━━━ Data supplied ━━━

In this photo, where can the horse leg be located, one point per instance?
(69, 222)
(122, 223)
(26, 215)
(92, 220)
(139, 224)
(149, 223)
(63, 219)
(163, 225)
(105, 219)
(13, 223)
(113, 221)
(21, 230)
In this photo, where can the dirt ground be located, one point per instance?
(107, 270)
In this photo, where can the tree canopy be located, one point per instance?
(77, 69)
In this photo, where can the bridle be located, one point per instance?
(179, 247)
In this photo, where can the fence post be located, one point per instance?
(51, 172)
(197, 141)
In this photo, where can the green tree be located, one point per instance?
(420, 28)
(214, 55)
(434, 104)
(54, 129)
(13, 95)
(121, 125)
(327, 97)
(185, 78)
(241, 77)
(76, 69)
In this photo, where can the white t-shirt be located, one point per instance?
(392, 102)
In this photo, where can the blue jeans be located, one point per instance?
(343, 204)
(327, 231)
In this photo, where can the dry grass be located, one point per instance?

━━━
━━━ Data supplied ━━━

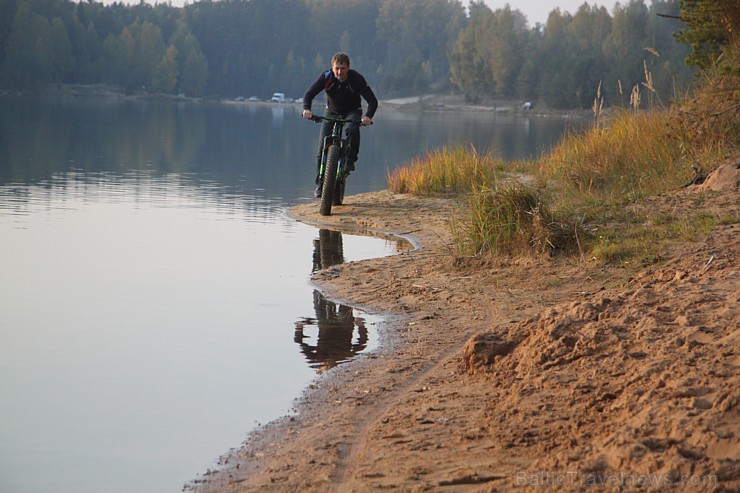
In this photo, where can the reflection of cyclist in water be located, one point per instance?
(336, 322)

━━━

- Task instructions -
How many lines of the data above contain the string "tree"? Case counts; give only the number.

- The completed task -
2